OBJECTIVE: Lay out the rows between the line that contains "Data-validation step: confirm the wooden stair railing" and the line that contains "[156,541,205,587]", inclusive, as a two-column CSV with the headers text and answer. Give one CSV line for each row, with each value in its own quoted field and any line breaks turned into spaces.

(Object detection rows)

++++++++++++++++++++

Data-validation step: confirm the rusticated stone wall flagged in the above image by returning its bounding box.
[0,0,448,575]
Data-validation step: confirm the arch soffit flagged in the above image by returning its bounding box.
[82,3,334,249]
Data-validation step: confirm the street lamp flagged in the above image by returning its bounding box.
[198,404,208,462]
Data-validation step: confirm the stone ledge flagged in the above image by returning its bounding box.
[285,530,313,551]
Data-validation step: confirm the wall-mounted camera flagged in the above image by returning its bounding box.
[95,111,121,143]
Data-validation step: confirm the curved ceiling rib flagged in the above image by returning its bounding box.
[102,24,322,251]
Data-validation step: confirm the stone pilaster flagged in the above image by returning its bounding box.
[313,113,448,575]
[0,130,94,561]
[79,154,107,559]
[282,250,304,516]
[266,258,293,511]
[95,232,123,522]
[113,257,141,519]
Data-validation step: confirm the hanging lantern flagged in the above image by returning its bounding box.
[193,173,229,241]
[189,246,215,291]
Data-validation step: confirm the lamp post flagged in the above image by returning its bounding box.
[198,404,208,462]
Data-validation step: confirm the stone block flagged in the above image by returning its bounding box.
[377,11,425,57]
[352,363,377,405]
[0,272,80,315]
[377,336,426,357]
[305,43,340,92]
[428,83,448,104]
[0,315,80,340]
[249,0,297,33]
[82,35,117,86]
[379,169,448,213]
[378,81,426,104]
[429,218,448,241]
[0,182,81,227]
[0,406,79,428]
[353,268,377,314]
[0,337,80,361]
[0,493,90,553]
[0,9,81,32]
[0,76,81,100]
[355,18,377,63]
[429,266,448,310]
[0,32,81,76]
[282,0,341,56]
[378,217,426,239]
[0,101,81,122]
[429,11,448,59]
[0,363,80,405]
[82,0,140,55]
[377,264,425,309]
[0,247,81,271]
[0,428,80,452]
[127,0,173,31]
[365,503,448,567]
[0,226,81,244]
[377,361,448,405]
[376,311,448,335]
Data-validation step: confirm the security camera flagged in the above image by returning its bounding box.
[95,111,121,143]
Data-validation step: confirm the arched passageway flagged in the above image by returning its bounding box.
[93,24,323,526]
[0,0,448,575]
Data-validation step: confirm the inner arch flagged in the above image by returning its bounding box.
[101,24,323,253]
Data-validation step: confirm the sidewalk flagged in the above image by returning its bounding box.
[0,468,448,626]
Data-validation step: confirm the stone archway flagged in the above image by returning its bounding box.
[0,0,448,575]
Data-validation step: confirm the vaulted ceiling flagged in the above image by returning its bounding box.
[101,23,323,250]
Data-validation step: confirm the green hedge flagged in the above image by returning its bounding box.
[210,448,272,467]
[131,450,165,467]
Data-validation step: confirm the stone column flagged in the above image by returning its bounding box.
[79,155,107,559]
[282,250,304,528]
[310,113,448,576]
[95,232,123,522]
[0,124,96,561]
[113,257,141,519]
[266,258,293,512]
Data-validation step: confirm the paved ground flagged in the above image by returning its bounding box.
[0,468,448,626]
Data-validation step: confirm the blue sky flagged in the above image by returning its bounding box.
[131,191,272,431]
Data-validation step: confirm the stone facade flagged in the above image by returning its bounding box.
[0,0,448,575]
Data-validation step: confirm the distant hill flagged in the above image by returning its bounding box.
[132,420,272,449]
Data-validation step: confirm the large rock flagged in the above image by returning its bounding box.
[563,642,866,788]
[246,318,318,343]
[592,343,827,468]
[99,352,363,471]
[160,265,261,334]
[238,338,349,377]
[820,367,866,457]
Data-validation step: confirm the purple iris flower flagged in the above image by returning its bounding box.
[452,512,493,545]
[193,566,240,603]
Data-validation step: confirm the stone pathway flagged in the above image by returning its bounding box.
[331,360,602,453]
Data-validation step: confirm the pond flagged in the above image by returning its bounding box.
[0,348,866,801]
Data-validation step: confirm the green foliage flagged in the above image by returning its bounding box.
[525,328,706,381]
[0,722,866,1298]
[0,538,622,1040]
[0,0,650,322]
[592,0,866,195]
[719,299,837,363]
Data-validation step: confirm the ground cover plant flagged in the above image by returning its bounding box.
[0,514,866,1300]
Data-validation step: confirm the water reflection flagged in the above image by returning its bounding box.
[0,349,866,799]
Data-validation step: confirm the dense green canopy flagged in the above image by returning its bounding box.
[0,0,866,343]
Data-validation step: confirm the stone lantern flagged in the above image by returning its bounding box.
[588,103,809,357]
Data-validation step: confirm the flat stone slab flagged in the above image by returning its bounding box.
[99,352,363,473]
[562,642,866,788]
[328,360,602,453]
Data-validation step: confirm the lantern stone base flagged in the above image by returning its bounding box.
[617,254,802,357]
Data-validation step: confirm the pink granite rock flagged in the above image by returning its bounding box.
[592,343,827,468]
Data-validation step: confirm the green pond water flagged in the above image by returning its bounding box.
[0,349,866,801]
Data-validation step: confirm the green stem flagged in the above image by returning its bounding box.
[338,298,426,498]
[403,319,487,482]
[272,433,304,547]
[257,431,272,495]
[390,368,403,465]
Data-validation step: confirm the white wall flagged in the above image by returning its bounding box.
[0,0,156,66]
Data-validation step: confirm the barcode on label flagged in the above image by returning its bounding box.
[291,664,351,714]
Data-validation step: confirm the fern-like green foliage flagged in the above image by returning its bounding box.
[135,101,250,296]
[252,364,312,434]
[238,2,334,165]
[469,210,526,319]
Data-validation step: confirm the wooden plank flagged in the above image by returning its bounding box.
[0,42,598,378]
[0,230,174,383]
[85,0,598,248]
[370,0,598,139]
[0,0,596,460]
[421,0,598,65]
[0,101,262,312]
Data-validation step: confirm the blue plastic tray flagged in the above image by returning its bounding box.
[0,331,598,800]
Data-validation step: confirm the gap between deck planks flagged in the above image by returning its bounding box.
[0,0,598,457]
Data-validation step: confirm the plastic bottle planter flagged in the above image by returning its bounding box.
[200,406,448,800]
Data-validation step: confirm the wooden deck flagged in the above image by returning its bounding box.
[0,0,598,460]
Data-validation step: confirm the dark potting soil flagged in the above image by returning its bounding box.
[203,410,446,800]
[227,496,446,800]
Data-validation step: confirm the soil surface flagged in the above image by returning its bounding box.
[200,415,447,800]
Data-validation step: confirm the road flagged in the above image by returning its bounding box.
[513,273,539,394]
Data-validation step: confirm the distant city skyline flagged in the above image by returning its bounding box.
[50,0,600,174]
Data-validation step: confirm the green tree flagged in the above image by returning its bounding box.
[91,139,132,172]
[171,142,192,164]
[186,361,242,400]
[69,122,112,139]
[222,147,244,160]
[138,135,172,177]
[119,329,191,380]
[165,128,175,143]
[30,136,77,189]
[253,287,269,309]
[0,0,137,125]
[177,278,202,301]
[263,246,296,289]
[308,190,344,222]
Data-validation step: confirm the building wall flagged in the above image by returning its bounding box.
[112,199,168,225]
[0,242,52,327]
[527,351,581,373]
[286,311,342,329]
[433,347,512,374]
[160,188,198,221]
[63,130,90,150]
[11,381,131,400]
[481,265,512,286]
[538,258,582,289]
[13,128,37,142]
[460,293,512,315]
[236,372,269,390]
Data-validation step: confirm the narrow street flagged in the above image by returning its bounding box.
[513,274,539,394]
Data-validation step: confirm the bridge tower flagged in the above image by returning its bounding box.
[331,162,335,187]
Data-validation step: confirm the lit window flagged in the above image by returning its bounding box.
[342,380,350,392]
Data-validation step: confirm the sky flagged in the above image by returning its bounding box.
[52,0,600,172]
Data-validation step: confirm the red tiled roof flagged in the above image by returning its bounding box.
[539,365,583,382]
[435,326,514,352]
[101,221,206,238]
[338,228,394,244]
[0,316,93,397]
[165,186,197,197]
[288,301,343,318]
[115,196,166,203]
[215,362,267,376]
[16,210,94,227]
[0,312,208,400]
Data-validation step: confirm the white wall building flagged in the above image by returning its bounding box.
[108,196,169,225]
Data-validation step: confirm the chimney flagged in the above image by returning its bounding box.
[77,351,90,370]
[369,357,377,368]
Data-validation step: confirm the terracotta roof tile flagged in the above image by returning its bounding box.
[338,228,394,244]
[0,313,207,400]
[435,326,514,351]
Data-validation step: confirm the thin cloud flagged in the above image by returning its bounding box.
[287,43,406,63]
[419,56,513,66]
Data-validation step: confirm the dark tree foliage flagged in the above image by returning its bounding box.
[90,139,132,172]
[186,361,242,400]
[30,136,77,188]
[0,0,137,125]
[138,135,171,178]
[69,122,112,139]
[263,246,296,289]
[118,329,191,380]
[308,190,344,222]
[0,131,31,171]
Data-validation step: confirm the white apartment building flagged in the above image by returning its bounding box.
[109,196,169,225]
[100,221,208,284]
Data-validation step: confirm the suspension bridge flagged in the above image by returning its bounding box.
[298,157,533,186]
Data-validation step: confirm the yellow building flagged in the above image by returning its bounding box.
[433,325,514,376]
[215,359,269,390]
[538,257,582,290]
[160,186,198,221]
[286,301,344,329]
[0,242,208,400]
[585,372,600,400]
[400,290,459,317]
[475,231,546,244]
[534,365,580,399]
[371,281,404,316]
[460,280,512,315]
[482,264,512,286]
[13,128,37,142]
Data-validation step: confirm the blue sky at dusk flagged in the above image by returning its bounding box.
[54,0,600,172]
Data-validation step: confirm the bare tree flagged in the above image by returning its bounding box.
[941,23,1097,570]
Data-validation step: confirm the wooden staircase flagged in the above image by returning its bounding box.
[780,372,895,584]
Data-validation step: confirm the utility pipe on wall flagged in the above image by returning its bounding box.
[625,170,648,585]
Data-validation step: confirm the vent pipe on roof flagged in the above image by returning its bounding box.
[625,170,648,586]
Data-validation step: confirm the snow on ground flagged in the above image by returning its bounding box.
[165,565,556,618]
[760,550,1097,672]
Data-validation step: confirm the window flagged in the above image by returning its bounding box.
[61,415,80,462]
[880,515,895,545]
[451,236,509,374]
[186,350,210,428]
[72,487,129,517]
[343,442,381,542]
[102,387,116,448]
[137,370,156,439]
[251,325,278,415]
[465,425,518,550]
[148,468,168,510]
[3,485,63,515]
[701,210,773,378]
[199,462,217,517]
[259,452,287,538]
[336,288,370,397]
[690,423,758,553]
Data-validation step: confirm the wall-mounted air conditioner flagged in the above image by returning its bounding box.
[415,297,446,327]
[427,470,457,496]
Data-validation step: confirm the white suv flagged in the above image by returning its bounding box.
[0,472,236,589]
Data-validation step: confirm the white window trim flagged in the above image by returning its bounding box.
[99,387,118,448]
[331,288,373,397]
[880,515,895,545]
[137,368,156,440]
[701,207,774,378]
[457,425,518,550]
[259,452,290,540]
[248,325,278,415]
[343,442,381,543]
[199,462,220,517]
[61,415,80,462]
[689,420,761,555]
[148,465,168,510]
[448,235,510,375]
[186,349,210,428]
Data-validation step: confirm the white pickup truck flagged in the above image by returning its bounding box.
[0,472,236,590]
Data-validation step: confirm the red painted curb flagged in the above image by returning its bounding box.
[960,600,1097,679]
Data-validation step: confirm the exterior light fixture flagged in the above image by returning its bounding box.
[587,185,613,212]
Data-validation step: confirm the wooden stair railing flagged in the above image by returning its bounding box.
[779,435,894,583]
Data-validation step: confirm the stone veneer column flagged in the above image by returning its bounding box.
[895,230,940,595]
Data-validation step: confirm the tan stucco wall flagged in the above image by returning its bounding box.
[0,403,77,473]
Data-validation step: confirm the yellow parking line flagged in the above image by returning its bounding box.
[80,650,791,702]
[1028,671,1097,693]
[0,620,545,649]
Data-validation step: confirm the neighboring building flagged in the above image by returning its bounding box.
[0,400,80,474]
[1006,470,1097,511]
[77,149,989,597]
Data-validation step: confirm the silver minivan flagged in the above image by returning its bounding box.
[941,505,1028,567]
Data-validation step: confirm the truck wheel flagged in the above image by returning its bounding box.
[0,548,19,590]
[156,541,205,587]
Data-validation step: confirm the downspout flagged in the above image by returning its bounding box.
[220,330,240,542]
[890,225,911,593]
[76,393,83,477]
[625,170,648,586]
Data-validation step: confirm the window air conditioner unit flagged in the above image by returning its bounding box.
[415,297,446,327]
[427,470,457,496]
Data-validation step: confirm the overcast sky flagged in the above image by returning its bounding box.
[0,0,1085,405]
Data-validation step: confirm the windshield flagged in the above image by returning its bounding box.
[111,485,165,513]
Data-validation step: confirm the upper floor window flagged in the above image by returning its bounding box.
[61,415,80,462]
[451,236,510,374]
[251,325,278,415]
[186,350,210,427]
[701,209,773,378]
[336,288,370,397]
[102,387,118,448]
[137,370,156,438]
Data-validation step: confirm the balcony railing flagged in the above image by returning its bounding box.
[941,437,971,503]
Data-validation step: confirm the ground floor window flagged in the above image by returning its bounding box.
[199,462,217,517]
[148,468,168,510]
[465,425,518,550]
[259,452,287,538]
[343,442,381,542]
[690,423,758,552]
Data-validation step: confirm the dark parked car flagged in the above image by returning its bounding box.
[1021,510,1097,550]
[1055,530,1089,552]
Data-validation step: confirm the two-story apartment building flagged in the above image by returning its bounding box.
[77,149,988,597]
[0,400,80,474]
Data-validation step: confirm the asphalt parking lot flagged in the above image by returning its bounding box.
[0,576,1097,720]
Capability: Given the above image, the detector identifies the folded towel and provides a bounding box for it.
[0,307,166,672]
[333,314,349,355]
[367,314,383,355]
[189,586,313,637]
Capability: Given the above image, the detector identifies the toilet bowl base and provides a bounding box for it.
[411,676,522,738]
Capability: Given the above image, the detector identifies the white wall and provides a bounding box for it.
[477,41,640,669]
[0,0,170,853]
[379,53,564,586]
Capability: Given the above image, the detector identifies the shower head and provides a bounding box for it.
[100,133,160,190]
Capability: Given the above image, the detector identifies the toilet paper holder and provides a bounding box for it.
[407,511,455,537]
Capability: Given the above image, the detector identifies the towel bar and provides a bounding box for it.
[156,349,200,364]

++++++++++++++++++++

SOLVED PROBLEM:
text,answer
"Data-validation step: confirm the wooden stair railing flagged in the above image by returning its bounding box.","[779,435,894,583]"
"Data-validation step: confirm the stone veneer column flagged in the above image by returning its bounding box.","[895,230,940,595]"
"Data-validation step: confirm the tan stucco wall flagged in the above image by returning its bounding box.","[0,403,77,473]"
"Data-validation step: confirm the yellow parking line flagged in the above image by returning its bounding box.","[80,650,791,702] [1028,671,1097,693] [0,620,545,649]"
"Data-validation step: confirm the neighboring building flagged in the above image by returning its bounding box.","[0,400,80,474] [1006,470,1097,511] [77,149,989,597]"
"Data-validation step: confirm the silver minivan flagged in the above image by returning its bounding box.","[941,505,1028,567]"
"Data-validation step: confirm the truck wheel flagged in the above image by returning its bounding box.","[0,548,19,590] [156,541,205,587]"